**TASK TO CARRY OUT:** Where the records below show a line containing "like [[571, 153]].", start copying; end with the line containing "like [[433, 298]].", and copy it too.

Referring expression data
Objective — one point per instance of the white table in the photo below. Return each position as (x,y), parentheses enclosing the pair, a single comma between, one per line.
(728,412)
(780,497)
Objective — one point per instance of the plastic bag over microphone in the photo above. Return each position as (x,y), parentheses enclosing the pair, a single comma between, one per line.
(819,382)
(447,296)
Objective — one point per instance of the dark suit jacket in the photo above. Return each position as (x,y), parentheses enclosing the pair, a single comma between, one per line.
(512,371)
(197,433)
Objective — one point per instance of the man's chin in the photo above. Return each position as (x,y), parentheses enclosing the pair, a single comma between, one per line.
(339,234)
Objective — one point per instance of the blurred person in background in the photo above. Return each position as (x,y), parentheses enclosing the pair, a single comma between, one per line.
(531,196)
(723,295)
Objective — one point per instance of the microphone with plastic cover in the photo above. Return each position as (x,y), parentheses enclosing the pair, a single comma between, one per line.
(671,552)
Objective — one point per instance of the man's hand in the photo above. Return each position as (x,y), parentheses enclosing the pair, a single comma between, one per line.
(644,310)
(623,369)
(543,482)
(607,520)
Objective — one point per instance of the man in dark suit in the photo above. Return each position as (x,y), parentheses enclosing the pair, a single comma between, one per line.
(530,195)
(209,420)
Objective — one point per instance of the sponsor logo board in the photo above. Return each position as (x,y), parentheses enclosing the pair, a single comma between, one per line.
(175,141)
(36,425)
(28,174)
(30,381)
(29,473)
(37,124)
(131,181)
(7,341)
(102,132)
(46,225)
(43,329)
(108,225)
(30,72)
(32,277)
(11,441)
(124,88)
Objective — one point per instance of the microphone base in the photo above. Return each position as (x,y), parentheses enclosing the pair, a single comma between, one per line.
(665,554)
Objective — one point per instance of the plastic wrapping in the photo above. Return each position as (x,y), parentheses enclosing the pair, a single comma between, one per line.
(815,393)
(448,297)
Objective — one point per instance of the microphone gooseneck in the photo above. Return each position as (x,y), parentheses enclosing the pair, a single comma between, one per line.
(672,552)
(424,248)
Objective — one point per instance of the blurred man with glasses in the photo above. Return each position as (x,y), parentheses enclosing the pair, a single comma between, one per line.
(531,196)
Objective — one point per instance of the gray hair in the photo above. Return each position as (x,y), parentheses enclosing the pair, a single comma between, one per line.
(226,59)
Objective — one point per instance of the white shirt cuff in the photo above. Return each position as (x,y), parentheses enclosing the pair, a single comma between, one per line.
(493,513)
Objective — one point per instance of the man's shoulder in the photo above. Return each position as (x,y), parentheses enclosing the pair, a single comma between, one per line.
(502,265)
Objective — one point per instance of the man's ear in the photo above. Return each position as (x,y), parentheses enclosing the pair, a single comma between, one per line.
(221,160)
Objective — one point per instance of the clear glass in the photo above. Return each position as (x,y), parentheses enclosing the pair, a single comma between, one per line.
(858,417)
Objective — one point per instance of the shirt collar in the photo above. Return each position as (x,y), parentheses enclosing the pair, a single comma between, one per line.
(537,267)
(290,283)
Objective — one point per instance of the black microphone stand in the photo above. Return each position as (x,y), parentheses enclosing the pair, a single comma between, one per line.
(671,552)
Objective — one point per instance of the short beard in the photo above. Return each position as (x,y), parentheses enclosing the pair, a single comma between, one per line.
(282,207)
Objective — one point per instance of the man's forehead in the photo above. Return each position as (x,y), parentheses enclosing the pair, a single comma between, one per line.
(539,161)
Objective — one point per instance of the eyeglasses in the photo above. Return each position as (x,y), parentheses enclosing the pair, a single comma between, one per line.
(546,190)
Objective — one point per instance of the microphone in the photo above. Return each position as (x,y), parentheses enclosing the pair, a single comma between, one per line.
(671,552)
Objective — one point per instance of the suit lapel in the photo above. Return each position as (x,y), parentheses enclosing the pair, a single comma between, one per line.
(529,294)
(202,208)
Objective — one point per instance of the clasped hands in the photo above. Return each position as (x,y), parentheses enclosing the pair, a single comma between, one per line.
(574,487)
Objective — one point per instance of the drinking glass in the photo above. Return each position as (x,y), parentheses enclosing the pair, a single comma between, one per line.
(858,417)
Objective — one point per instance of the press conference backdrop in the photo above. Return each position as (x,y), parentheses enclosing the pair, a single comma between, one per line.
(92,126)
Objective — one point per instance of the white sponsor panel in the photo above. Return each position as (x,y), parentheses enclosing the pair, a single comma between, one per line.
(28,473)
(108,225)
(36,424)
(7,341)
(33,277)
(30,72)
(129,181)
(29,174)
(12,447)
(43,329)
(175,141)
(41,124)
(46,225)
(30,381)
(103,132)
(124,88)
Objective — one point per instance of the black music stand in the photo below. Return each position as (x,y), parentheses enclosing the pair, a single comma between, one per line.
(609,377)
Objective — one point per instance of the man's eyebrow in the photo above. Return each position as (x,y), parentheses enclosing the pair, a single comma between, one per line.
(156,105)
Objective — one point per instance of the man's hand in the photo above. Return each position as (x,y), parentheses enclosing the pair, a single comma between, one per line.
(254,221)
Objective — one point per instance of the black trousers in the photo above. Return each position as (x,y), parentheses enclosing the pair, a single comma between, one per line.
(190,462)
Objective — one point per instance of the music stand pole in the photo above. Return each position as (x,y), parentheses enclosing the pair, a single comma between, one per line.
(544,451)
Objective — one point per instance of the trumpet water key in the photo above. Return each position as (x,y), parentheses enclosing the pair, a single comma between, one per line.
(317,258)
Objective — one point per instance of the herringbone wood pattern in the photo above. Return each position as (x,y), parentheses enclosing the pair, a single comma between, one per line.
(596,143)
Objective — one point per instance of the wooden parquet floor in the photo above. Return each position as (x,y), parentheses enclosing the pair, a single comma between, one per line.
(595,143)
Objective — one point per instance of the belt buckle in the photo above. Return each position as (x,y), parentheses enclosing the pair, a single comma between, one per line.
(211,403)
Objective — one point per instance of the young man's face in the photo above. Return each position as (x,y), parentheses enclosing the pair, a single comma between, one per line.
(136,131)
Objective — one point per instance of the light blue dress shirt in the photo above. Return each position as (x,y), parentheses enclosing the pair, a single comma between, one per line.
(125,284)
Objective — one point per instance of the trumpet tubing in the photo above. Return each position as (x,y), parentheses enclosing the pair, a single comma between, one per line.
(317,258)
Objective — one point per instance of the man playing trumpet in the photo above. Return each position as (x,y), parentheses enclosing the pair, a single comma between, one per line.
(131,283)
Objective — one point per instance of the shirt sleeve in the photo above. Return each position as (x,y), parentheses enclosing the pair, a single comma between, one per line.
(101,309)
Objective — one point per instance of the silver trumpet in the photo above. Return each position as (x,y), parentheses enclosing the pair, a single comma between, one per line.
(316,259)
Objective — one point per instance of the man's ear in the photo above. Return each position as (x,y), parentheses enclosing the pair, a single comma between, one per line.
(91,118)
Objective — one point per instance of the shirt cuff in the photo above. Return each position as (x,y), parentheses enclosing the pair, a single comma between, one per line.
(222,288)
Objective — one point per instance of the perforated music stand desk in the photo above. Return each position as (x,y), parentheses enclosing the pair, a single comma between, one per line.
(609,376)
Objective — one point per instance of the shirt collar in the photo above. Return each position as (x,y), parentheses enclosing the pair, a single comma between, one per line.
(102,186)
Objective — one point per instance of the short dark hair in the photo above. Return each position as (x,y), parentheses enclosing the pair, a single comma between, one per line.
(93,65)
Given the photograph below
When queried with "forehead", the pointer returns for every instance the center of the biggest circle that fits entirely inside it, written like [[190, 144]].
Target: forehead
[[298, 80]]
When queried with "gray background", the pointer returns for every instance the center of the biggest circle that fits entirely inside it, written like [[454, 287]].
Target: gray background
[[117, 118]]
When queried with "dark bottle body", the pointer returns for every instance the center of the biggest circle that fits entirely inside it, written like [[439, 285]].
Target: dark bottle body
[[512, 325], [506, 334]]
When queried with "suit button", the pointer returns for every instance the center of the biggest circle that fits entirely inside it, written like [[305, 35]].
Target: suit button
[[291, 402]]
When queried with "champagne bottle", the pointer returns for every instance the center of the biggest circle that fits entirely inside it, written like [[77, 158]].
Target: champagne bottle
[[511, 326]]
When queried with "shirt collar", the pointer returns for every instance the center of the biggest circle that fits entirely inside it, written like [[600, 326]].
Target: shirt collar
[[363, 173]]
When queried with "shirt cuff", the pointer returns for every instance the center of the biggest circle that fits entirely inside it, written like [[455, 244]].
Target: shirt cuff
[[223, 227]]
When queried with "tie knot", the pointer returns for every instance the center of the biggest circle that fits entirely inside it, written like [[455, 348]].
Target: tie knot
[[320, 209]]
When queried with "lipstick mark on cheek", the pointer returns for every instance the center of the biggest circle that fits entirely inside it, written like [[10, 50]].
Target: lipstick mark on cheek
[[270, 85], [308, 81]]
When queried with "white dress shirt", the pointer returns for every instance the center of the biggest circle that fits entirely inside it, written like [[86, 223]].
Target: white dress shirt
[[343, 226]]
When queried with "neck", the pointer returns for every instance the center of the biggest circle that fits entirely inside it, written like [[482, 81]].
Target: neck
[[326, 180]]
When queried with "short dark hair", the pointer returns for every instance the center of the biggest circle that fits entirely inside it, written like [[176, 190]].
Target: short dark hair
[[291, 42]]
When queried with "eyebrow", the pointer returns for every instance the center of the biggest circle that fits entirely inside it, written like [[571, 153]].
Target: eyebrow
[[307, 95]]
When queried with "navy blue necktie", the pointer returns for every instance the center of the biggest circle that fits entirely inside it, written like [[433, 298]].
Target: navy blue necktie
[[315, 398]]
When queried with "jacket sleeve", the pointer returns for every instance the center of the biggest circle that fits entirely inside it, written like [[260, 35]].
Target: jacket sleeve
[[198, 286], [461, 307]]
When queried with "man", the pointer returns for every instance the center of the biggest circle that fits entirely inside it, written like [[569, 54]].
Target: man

**COMPLETED EXERCISE:**
When queried with "eyebrow", the pointer returns for every instance the center of the biggest circle that fits entirely inside it, written like [[571, 153]].
Target: eyebrow
[[307, 95]]
When queried with "navy blue necktie", the pointer returns for every instance the center of the biggest circle that fits entirely inside it, written like [[433, 298]].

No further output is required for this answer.